=== What to work on ===
Reproduce exactly the lines beginning with the line that contains "Objective - one point per instance of the woman's shoulder" and ending at the final line of the material below.

=== Records for processing ===

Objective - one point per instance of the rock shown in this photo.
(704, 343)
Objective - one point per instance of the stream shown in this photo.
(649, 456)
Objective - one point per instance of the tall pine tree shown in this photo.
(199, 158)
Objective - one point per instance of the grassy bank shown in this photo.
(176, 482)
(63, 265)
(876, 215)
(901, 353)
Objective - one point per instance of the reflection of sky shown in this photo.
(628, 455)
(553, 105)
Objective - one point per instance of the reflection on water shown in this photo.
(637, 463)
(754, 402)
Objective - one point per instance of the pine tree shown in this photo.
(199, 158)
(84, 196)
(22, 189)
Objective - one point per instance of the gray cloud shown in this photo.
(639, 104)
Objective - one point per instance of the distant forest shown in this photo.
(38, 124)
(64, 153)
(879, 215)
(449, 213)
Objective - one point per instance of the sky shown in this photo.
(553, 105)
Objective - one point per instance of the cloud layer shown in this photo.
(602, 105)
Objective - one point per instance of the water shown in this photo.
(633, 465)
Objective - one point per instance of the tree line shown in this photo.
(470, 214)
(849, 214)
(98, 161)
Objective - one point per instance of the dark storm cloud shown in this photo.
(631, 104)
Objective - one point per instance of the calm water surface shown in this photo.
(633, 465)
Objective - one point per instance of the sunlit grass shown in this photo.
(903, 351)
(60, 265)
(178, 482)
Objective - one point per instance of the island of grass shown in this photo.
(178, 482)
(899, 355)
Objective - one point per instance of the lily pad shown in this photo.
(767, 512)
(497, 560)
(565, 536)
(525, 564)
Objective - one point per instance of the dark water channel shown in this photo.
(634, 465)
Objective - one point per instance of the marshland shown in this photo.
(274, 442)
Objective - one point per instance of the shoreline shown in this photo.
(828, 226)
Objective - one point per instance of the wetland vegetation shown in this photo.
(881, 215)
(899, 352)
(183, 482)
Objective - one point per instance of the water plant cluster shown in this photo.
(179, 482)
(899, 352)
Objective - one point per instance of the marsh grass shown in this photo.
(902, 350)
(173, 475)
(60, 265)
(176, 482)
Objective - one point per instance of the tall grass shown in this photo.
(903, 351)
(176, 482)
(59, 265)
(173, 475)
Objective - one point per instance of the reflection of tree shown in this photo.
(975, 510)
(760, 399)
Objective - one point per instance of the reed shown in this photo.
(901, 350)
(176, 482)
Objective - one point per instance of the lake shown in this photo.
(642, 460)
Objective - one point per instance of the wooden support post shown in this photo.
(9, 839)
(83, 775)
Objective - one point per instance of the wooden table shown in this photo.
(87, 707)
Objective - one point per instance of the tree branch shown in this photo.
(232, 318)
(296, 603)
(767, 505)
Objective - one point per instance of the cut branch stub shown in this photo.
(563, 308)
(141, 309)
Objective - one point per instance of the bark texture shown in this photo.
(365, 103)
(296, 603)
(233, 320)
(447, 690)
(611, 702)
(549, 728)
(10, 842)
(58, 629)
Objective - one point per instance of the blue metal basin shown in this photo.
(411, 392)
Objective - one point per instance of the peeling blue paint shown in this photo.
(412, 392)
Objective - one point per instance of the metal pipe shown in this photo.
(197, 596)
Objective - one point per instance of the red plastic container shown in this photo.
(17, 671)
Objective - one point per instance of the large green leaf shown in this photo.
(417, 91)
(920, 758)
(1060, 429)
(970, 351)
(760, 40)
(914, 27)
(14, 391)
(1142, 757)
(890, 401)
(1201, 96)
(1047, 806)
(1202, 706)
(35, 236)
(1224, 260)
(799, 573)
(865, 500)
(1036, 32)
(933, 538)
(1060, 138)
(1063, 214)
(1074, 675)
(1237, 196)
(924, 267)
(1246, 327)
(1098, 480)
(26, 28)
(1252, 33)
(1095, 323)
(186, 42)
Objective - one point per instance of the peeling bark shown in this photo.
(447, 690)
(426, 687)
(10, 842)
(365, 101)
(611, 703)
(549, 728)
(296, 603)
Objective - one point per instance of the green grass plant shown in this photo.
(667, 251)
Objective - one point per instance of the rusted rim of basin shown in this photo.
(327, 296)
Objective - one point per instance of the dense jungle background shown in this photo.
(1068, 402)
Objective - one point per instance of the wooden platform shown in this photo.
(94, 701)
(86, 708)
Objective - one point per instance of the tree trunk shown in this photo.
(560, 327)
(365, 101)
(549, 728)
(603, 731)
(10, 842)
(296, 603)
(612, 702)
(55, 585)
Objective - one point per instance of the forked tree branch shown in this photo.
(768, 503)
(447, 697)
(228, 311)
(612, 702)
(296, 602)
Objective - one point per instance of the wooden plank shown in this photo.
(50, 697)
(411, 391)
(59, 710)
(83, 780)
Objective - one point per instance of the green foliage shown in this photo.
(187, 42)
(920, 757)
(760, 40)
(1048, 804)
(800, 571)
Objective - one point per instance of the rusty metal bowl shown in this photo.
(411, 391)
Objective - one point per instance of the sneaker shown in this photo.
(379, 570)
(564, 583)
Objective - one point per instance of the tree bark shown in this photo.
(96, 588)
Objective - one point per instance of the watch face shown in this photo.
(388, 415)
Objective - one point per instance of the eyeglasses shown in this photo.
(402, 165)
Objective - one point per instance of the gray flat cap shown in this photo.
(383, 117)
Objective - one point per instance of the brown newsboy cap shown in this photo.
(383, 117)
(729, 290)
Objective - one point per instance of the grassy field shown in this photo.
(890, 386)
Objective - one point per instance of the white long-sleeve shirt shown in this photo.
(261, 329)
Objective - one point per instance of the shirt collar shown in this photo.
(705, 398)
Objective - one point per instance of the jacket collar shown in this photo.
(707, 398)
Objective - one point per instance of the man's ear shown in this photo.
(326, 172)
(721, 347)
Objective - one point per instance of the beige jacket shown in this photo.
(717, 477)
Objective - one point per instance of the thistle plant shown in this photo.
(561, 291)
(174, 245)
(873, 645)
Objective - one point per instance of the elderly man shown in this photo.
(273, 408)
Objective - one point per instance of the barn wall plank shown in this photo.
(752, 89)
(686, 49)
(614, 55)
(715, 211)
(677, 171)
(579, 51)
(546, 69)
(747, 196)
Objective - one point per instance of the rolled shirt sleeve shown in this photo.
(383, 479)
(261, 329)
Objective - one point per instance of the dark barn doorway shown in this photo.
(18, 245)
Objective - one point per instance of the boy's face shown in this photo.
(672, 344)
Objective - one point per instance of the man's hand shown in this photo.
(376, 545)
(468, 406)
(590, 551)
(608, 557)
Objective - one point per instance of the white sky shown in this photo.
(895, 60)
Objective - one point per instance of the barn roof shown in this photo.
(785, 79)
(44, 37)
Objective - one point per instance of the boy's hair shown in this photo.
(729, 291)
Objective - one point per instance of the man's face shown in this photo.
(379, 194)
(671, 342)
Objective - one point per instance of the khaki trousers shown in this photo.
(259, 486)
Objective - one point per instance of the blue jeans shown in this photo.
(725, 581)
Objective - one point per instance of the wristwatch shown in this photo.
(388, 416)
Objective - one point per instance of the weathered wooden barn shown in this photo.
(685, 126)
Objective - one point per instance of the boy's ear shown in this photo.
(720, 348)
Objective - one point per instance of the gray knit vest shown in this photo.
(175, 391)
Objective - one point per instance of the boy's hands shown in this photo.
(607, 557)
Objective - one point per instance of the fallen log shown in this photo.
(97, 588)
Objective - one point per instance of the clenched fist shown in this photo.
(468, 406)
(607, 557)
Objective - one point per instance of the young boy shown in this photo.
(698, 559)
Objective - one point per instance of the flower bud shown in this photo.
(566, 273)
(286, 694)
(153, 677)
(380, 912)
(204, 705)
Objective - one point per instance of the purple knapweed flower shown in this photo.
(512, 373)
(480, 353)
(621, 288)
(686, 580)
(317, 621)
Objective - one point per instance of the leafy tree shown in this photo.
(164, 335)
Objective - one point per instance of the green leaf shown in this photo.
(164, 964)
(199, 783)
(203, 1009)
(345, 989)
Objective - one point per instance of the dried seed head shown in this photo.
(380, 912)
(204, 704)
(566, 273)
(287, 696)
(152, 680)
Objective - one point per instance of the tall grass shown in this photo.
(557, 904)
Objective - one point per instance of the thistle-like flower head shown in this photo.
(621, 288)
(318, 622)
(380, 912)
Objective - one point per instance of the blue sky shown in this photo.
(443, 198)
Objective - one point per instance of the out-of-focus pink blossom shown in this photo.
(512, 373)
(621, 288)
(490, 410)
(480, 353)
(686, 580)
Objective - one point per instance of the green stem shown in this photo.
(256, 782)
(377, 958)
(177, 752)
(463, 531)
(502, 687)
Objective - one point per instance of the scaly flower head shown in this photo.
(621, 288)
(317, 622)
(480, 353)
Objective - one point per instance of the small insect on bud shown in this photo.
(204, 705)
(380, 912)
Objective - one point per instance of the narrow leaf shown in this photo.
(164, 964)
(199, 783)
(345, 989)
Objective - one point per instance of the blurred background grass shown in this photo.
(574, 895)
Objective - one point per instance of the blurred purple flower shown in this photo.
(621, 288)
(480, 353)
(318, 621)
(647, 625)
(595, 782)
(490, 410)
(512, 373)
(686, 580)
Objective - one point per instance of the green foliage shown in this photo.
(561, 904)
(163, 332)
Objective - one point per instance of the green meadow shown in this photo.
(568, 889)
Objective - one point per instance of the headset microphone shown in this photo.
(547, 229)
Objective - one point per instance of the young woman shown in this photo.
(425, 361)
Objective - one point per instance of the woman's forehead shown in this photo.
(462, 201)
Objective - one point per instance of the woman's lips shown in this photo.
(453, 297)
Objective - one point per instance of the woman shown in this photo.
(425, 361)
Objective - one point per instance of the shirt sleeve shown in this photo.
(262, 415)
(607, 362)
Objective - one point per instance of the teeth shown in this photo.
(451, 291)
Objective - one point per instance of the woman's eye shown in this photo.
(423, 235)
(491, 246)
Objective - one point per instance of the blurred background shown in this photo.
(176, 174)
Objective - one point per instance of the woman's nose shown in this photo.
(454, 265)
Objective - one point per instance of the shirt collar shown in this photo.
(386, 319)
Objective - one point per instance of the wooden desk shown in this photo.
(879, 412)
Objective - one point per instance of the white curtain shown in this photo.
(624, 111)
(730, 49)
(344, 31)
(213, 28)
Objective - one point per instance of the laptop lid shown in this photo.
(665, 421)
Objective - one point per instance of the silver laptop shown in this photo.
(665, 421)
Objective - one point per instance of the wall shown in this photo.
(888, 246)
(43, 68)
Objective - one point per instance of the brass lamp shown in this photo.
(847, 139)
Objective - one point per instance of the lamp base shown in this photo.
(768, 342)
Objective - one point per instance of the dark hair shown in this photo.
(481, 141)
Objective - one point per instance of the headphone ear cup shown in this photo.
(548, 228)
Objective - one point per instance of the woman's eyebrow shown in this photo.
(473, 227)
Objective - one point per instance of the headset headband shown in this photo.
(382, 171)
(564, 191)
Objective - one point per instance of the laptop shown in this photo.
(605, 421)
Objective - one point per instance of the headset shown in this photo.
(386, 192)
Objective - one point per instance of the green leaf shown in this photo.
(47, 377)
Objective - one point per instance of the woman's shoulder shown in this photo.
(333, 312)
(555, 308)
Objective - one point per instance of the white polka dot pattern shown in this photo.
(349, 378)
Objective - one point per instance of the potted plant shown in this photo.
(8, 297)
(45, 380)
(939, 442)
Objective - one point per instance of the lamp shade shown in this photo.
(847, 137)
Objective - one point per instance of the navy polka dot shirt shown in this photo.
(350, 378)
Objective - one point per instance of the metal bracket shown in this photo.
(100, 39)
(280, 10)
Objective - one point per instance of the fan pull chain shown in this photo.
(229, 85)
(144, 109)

=== Solution for this exercise ===
Objective - one point per instance of the woman's shoulder shown in this photo.
(333, 312)
(555, 308)
Objective - one point per instance of the white polka dot pattern shown in this photo.
(349, 378)
Objective - one point per instance of the potted plant shown in this photo.
(8, 297)
(45, 380)
(939, 442)
Objective - one point per instance of the lamp shade shown in this photo.
(847, 137)
Objective - one point per instance of the navy polka dot shirt shown in this photo.
(350, 378)
Objective - one point per instance of the metal bracket shown in this photo.
(100, 39)
(280, 10)
Objective - one point per instance of the fan pull chain shown in this photo.
(229, 85)
(144, 109)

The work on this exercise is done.